* Begin Available data *

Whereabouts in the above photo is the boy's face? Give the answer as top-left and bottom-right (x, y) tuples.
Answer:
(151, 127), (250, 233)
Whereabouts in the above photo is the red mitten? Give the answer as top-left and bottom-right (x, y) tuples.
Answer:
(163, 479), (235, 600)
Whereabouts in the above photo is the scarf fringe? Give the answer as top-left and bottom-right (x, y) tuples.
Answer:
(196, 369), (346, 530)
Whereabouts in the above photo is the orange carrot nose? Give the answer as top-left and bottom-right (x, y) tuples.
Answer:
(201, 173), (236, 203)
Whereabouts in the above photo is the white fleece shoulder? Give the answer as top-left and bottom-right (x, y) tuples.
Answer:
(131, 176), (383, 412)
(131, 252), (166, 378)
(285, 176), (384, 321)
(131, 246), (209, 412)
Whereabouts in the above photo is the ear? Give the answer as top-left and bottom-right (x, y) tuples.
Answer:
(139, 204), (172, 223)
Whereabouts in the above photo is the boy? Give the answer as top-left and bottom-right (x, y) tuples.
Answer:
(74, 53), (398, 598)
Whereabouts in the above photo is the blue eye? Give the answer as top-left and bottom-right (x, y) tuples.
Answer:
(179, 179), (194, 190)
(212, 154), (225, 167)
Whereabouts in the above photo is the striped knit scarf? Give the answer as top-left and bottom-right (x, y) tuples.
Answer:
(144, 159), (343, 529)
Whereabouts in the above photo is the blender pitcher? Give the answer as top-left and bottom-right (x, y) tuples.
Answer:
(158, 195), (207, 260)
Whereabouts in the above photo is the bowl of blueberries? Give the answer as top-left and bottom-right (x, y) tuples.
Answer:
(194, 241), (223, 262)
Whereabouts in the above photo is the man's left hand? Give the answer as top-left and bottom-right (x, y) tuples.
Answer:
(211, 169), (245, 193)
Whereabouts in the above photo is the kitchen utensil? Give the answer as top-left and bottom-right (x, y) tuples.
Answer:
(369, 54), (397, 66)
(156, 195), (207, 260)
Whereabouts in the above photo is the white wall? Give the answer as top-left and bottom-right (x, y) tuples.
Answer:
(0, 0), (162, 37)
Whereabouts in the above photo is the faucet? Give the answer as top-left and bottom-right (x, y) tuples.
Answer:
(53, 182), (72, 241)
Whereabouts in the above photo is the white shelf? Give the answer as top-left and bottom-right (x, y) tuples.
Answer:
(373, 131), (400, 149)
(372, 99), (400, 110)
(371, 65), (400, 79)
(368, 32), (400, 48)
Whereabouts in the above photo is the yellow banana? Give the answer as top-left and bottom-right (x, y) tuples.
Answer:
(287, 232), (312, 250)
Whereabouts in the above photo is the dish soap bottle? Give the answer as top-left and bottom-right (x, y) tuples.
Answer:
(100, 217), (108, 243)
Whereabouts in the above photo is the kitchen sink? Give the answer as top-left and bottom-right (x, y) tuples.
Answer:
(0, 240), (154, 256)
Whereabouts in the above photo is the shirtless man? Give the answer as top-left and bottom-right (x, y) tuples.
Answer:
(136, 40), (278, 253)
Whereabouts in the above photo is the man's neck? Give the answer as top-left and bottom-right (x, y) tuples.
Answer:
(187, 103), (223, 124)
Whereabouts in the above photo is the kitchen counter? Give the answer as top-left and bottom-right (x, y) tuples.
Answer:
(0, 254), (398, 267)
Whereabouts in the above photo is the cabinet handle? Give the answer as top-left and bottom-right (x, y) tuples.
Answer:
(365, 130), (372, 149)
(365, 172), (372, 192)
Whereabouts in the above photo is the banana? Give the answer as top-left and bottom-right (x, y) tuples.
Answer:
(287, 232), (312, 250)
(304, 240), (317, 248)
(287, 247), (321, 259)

* End Available data *

* [Task requirements]
Can you retype the lines of the records above, from the line with "Whereabouts in the above photo is the red" up to and including the line with "(196, 369), (346, 530)", matching every character?

* [Task result]
Whereabouts in the above photo is the red mitten? Give the answer as top-left and bottom-right (x, y) tuples.
Answer:
(163, 479), (235, 600)
Whereabouts in the above photo is the scarf fringe? Give the answer as top-left and bottom-right (x, y) tuples.
Answer:
(196, 369), (346, 530)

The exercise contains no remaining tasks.